Stored items
- - - - -
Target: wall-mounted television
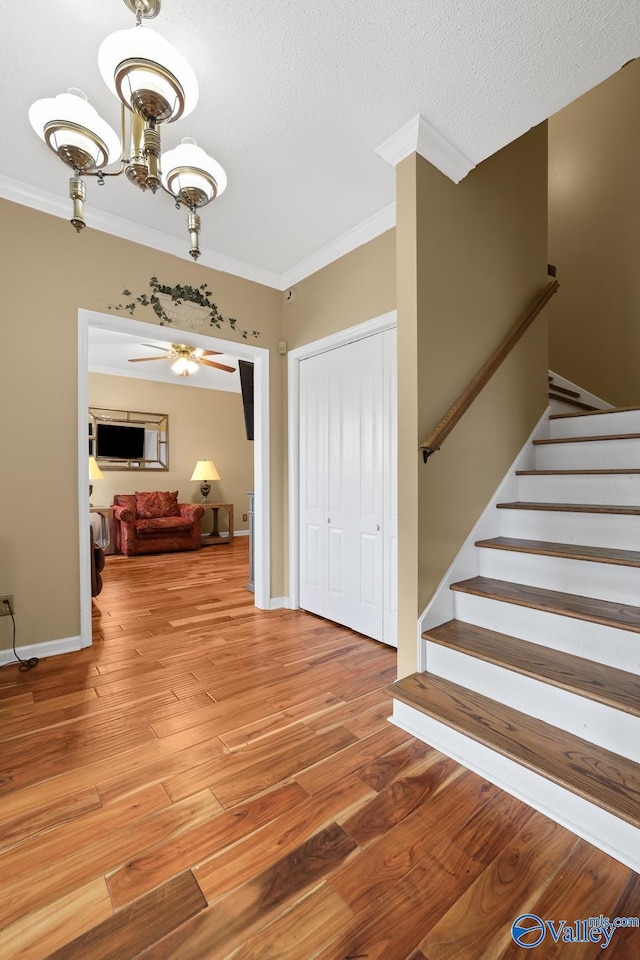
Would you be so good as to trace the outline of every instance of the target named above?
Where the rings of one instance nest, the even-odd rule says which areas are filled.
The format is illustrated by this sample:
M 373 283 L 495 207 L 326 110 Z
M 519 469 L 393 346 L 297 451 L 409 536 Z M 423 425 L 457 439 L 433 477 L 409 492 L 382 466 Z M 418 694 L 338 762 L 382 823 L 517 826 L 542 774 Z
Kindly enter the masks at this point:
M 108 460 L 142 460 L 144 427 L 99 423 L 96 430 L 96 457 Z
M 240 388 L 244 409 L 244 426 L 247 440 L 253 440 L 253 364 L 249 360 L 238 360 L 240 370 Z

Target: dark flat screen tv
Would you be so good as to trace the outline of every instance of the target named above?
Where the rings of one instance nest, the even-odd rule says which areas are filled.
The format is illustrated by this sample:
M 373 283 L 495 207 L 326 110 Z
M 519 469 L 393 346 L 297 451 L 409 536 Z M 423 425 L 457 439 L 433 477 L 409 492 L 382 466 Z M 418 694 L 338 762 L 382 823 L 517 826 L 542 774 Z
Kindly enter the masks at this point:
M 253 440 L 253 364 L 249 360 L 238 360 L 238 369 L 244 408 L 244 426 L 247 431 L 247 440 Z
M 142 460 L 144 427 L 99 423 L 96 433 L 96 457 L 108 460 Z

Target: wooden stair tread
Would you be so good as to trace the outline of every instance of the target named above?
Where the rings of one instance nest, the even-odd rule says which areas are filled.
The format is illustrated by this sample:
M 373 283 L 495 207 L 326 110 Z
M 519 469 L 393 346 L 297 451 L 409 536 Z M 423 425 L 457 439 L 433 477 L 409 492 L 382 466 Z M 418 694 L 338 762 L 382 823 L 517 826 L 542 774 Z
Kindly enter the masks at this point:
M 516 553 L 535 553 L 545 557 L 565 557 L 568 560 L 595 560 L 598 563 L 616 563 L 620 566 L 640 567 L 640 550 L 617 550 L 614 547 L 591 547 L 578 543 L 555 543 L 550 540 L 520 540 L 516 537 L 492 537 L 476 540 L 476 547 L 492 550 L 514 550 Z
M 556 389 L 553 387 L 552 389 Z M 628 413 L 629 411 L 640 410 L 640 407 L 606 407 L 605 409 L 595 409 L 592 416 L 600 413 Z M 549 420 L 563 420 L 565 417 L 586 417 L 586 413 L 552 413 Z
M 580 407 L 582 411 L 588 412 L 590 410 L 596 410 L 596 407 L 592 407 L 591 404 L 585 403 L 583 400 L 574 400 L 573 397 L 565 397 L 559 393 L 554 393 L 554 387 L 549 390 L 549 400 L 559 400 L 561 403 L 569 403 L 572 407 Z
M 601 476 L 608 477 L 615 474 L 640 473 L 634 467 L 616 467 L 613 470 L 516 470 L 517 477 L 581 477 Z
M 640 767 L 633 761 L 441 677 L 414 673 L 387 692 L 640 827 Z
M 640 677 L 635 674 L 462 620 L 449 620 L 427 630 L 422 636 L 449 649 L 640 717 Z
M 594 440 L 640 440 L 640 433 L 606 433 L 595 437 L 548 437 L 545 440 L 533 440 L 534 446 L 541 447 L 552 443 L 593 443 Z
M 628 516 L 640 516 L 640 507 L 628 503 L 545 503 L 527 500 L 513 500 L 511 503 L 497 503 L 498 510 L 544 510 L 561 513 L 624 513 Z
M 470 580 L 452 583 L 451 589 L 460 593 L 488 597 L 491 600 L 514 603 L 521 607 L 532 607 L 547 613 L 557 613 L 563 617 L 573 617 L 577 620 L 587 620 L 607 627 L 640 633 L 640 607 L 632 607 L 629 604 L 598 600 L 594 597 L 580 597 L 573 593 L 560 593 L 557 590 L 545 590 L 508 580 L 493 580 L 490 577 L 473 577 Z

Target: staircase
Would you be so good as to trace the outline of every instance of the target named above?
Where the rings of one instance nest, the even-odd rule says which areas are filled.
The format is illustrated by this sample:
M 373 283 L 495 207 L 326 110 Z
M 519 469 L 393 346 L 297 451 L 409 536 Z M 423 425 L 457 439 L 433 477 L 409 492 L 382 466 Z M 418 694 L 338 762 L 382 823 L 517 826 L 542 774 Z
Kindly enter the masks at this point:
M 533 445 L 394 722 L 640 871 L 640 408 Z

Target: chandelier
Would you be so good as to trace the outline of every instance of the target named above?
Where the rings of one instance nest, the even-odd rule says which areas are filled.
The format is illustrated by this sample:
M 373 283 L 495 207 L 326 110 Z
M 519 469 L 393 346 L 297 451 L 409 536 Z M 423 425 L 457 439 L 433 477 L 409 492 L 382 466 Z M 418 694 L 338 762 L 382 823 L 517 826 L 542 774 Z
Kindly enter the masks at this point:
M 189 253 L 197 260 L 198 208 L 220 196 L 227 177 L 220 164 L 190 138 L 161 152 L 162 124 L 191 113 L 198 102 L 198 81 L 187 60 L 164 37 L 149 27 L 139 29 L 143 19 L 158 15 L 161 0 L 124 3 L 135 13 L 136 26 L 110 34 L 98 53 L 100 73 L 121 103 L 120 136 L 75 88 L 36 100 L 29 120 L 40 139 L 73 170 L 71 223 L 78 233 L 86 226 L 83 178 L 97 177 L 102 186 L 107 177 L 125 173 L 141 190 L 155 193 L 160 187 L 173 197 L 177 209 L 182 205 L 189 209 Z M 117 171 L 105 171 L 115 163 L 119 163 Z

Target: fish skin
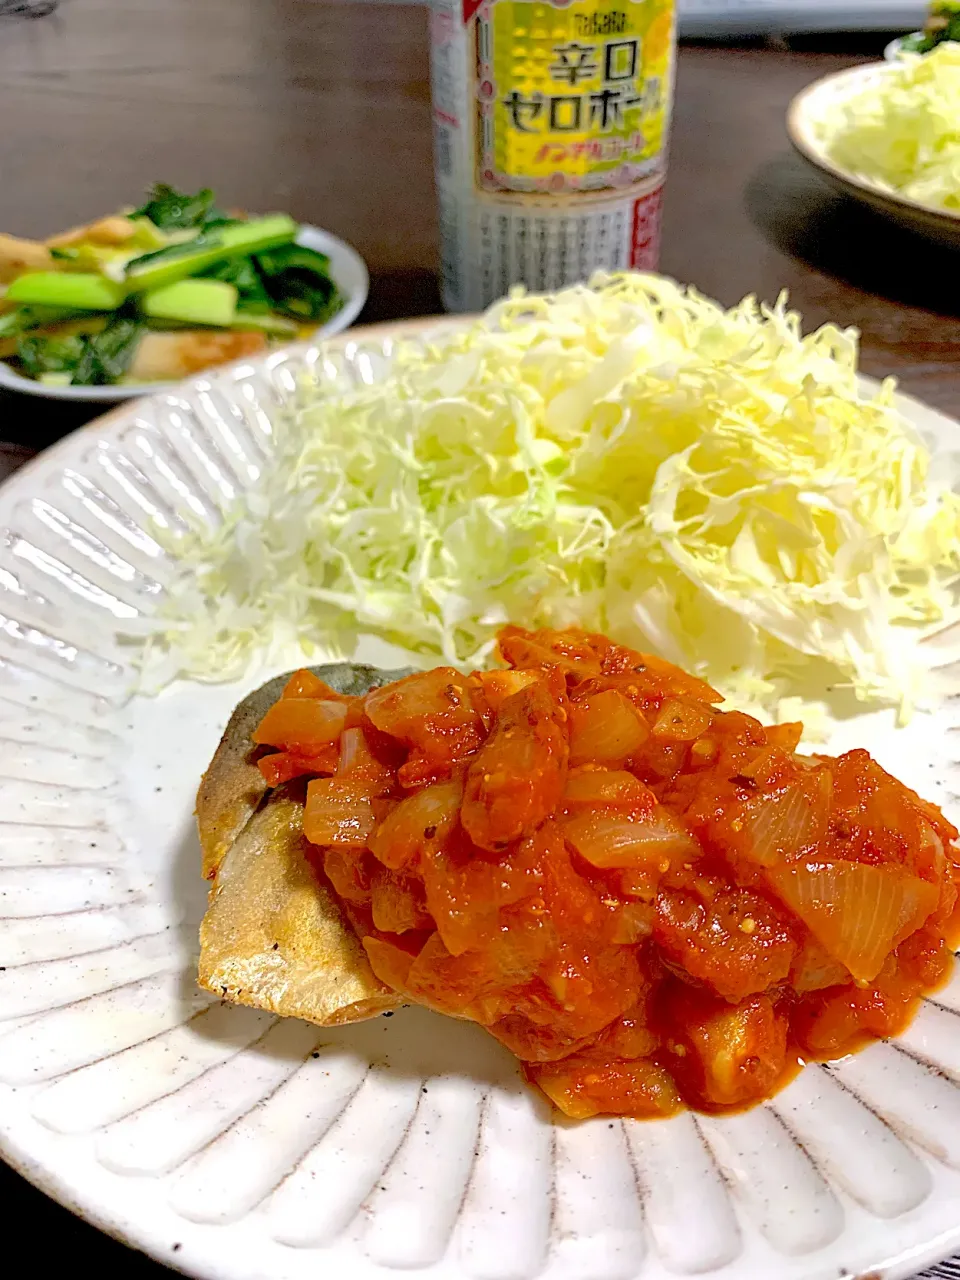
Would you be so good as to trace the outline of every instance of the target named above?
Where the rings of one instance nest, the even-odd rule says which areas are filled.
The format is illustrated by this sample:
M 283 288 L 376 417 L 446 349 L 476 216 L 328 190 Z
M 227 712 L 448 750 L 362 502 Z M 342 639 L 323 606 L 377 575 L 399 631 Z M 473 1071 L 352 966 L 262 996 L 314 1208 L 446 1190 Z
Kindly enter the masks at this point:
- - - - -
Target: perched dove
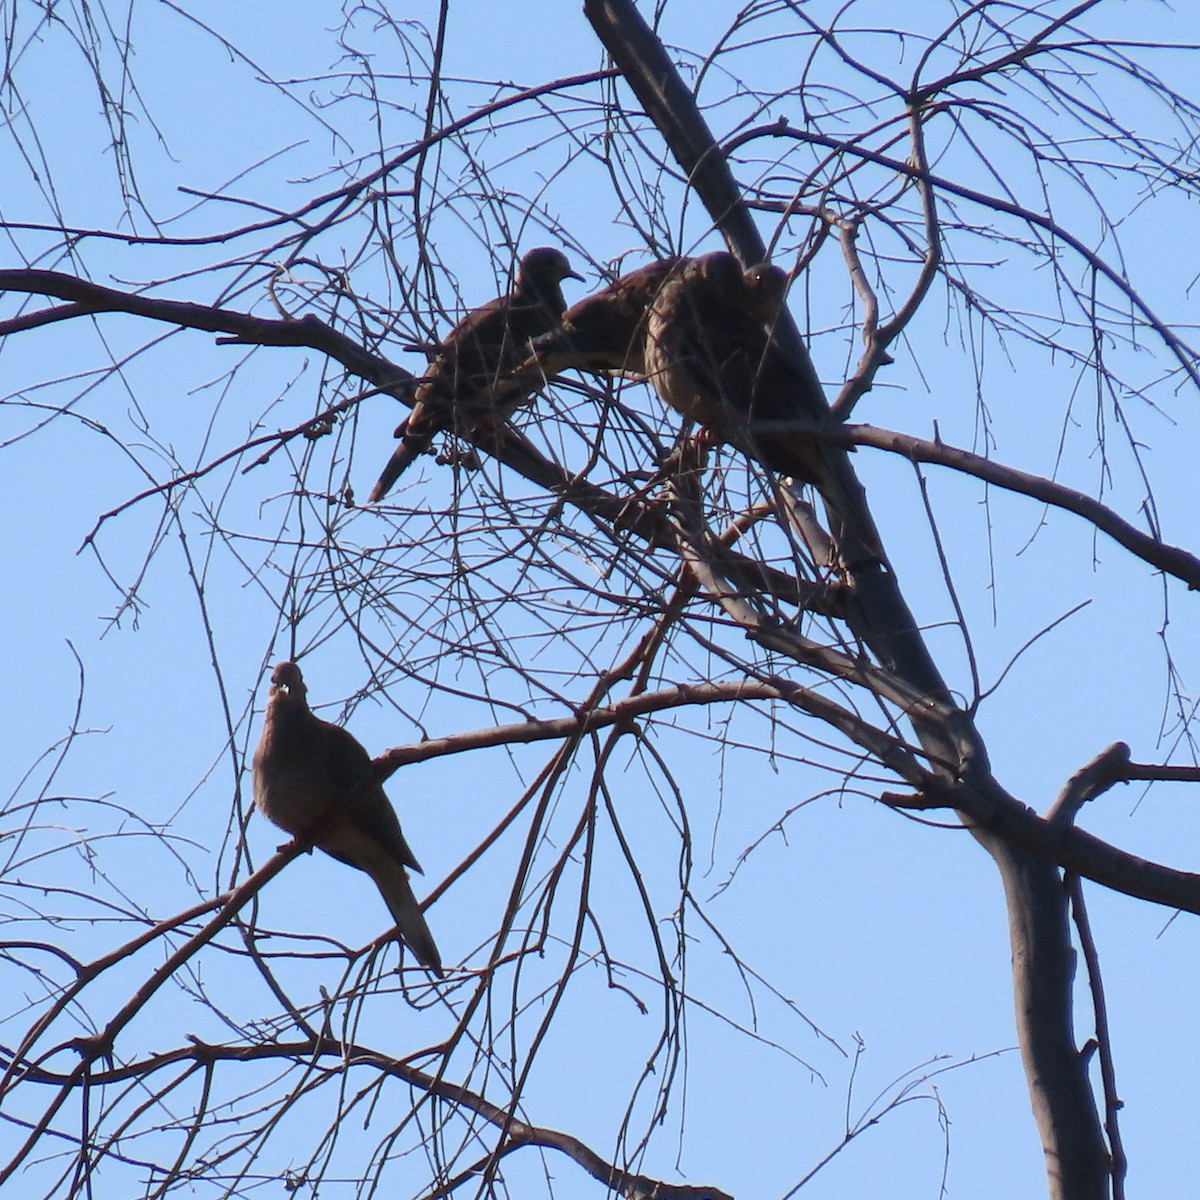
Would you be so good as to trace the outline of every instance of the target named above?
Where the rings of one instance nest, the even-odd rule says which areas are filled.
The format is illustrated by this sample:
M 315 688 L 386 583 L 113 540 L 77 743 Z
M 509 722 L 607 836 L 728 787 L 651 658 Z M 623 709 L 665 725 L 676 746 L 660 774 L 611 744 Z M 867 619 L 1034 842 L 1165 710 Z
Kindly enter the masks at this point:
- - - - -
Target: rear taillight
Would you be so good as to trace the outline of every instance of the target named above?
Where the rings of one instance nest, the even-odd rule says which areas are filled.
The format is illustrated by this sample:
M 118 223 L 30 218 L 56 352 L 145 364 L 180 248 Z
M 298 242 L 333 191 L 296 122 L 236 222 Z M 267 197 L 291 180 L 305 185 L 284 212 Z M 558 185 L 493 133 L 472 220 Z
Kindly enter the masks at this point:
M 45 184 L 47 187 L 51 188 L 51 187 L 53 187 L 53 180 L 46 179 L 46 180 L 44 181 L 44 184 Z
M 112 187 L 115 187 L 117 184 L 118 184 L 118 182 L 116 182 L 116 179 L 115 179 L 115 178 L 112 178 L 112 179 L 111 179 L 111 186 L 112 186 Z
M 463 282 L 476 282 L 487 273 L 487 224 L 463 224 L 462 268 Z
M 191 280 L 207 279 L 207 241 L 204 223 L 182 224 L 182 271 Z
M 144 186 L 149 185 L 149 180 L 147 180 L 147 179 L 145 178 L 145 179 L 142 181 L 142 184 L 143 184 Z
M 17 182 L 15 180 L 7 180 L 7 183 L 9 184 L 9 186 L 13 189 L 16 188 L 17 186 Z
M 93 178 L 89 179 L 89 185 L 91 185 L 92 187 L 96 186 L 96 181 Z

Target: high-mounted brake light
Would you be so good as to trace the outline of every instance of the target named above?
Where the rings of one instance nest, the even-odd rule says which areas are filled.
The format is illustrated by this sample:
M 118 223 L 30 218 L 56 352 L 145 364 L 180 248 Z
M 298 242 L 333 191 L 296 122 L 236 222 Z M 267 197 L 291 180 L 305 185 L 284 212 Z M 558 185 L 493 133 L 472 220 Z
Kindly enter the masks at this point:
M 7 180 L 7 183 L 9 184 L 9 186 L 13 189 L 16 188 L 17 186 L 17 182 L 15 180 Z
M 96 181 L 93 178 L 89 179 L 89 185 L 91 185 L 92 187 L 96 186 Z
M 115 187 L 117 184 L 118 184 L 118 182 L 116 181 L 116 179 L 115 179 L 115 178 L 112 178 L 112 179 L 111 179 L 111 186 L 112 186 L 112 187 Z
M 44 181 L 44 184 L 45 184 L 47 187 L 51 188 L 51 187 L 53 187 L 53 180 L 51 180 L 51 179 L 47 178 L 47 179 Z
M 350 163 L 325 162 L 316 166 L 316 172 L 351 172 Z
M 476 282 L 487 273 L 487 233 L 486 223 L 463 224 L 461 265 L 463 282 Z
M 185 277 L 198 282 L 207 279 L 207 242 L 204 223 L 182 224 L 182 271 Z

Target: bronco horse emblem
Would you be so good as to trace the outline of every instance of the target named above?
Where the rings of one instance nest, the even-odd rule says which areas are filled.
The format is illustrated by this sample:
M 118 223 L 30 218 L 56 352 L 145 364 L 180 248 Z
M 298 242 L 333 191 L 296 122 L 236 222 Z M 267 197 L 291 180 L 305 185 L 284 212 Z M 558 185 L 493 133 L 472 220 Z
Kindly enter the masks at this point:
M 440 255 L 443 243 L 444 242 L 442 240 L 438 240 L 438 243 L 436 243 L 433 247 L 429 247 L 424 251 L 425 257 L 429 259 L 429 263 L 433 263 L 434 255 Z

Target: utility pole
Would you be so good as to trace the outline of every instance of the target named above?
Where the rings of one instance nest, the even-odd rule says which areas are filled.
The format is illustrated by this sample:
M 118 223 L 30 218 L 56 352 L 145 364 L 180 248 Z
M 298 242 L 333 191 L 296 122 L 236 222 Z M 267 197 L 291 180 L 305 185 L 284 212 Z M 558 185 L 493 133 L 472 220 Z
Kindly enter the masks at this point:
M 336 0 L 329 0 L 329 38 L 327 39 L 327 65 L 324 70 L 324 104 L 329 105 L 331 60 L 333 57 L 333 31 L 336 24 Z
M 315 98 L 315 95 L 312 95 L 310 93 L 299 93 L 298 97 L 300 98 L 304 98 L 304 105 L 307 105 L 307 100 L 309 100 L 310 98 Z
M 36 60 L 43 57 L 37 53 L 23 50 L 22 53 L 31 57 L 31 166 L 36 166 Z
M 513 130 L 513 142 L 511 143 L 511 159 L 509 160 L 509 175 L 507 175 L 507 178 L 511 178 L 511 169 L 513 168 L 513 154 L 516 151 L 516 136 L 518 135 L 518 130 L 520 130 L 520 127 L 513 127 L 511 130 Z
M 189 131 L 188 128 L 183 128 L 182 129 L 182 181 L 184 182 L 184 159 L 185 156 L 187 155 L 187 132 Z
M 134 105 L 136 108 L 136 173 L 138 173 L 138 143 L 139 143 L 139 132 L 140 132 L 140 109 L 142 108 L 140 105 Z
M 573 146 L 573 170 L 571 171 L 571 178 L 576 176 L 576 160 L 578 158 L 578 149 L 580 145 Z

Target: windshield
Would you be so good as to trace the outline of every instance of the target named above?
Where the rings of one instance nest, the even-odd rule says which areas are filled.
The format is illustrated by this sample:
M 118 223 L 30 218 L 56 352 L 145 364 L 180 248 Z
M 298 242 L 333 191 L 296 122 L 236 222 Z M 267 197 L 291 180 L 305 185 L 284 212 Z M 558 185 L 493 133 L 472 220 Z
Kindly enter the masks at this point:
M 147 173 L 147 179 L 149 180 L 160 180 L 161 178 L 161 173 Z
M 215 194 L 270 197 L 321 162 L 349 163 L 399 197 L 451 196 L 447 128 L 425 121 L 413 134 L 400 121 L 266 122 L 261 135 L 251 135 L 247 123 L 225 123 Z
- - - - -
Pictures aside, print exactly the lines above starting with the one containing "Target: wall-mounted television" and going on through the one containing "Target: dark flat screen tv".

Answer section |
Target: wall-mounted television
Would you be so good as to trace the outline of every instance of the target named above?
Where the rings of one instance nest, the even-odd rule says which areas are filled.
The format is illustrated by this sample:
M 373 283 L 495 207 L 326 110 Z
M 519 469 L 393 346 L 297 451 L 409 536 Z M 423 425 L 457 439 L 433 477 L 409 492 L 382 466 Z M 418 694 L 338 762 L 382 823 L 517 826 L 542 774 Z
Kindly enter the masks at this point:
M 108 460 L 142 460 L 144 427 L 99 423 L 96 430 L 96 457 Z
M 240 388 L 244 409 L 244 426 L 247 440 L 253 440 L 253 364 L 249 360 L 238 360 L 240 370 Z

Target: dark flat screen tv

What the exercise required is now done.